_Task requirements_
**a)** List each thing the passage about homesteading says the perfect "other self" does.
**b)** Pick up the passage about homesteading after its final sentence and keep writing it.

_Document text_
● ● ●
Once you pass the half-century mark, it suddenly becomes clear that you only have one life to live, and it’s the one where you go to work so that you can keep living inside your house. Hopefully, you will love your work, as I do, but it does take up a lot of your time. Furthermore, you realize that some of those goals you had are things that you really wanted to have done by your other self. The perfect one. The one who eats organic all the time, meditates daily, works out enviably, and has a dozen or so very close friends who come over every week to sip wine in your lush backyard and carry on scintillating conversations. That one.

In reality, I am never going to be a homesteader for two major reasons:

1)      I am way too lazy. Homesteading requires getting up early every day, especially if you have a rooster. You don’t have to have a rooster to get eggs, but the hens do lay better if one is around. However, we won’t get into such racy topics here. Furthermore, you may have noticed that homesteaders are really into shovels and sweating. I am into sofas and sitting. I love nature very much, but in a more observational role, as in, “Oh, look! A Rufous-sided Towhee!” I don’t have to go outside and try to touch it; I have binoculars, much to my neighbors’ concern. In addition, animals have to be cared for all the time! If you have anything that needs milking, you have to do this twice a day every day. No vacations, no sleeping in. Who can keep up with such a schedule? But I must confess another reason to avoid homesteading.
● ● ●
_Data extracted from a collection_
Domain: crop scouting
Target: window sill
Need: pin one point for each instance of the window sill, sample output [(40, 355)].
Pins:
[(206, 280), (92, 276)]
● ● ●
_Answers for each item_
**a)**
- Eats organic all the time
- Meditates daily
- Works out enviably
- Has a dozen or so very close friends who come over every week to sip wine in the lush backyard and carry on scintillating conversations

**b)**
2)      I am afraid of pretty much everything living. For example, I really love dogs, but I am afraid of big dogs. My mother tells me that I was badly bitten by our neighbor’s cocker spaniel when I was two years old, so that may explain it. But have you ever seen a cow or a horse up close? They’re so decorative in a pasture when I’m driving by, but at a foot away, they are gigantic, with hard hooves and big teeth! I am even afraid of chickens, especially the aforementioned alarm-clock roosters. They will peck a chunk out of your ankle just for meanness. When we lived in Georgia, we had some friends who were actual, not-pretend-type homesteaders, and they kept a flock of chickens in the backyard. They homeschooled, as we did, and one day the mom called me up and offered us a dissection field experience. It seems that her rooster had pecked her once too often, “and now he’s in the freezer,” she said. After the lab experiment, his next appearance involved dumplings. I am just not that tough, but I’m so glad she was.

So will I keep on reading homesteading books? Oh, yes; I enjoy fantasy literature. When I’m out digging around in my (organic!) vegetable boxes, I can have that virtuous feeling that I’m doing my little part to get back to the land, get closer to God, save the planet, and feed my little family healthy food. And then I’ll come in and download How to Disconnect Your Soul from the Internet and Reconnect to the Earth into my e-reader.

Disclaimer: I read a library copy of Weekend Homesteader. My opinions are solely my own and do not reflect those of my employer or anyone else.

4 Comments

Filed under Book Reviews, Life's Travails- Big and Small

4 responses to “Homesteading as a Spectator Sport

  1. cindy

    I would homestead, but as there are only 24 hours in a day I still prefer to sleep at least 5 of them.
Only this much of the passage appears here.